* _Task instructions_
Read through the lines below for the string "jacket" and copy each one that has it.

* _Supplied data_

((

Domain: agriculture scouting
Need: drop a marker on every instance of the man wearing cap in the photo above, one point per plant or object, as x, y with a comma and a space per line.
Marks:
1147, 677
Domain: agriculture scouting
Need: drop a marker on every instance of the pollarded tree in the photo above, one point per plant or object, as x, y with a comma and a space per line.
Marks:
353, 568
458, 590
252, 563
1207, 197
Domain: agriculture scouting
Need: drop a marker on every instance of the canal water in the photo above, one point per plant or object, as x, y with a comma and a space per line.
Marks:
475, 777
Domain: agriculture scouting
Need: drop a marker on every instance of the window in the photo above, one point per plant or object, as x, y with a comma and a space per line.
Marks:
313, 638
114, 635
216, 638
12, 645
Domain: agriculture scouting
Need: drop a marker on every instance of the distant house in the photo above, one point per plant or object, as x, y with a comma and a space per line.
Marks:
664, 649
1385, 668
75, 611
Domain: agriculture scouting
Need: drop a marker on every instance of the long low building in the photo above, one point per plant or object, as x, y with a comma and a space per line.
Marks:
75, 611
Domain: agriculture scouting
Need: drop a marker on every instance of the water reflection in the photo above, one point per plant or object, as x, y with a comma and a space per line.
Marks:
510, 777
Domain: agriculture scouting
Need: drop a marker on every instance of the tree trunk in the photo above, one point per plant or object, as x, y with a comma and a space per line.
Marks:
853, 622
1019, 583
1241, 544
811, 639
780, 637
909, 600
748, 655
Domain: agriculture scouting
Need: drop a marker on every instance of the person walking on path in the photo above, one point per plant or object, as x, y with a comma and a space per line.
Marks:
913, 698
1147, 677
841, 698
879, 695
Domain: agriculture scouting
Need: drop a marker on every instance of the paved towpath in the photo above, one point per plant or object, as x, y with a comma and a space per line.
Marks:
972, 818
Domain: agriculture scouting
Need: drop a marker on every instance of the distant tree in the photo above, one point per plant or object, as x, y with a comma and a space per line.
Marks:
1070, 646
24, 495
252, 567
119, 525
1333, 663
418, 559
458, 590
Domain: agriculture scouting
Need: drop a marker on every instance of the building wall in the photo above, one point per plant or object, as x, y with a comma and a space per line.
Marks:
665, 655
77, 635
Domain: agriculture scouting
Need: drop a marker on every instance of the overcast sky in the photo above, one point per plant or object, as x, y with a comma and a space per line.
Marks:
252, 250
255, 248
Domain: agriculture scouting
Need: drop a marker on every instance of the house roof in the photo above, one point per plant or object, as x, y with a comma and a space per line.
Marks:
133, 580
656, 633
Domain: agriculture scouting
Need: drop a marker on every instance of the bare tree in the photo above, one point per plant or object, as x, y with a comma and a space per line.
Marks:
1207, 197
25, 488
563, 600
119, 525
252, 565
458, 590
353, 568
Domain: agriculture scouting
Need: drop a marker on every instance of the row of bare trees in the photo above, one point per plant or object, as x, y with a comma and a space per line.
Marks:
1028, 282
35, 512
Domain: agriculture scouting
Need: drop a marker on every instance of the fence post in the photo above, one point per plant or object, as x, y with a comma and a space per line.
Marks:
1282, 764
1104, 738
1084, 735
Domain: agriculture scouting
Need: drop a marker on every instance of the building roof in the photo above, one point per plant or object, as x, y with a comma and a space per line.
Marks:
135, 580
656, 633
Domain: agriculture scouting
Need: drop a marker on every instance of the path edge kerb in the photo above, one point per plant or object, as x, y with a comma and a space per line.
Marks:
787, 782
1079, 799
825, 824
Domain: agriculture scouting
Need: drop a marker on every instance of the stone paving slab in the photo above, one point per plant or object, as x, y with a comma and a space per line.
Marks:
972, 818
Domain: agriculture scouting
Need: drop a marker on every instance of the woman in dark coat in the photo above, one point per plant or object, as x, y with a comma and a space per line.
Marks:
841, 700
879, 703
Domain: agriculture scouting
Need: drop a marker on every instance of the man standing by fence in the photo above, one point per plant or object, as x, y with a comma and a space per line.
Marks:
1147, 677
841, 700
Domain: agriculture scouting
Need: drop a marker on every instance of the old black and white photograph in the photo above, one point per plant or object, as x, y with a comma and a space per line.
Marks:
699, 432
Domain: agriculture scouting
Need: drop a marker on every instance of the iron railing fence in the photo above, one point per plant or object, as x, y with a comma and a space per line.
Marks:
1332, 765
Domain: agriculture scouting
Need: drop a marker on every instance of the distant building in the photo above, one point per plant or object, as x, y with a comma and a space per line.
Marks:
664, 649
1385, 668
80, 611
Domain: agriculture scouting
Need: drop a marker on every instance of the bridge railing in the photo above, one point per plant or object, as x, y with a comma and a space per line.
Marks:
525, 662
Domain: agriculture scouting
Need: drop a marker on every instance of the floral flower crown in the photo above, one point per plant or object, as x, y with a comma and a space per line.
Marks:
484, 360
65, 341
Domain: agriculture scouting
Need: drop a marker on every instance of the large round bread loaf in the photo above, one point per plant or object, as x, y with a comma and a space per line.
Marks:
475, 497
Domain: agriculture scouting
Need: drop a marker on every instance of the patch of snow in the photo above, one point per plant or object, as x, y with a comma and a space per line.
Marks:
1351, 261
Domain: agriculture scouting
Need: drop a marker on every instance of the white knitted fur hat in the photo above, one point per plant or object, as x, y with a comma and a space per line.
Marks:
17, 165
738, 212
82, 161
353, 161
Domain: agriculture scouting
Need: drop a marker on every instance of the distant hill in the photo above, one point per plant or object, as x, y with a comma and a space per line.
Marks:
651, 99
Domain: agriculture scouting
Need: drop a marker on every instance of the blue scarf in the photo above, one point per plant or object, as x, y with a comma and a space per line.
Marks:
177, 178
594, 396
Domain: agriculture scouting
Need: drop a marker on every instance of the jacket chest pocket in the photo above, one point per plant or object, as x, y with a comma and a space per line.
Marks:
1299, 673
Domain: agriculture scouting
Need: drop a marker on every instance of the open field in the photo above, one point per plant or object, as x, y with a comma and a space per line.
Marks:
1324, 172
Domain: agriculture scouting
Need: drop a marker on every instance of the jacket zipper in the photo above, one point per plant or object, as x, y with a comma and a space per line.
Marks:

))

* _Answer space_
Need: drop a marker on every instance of the jacket chest pocket in the photo above, one point per plant or object, as x, y with a comma and a space per line.
Need: drop a marker on every instance of the jacket zipper in the photo above, one point per plant or object, as x, y with a comma and a space per line.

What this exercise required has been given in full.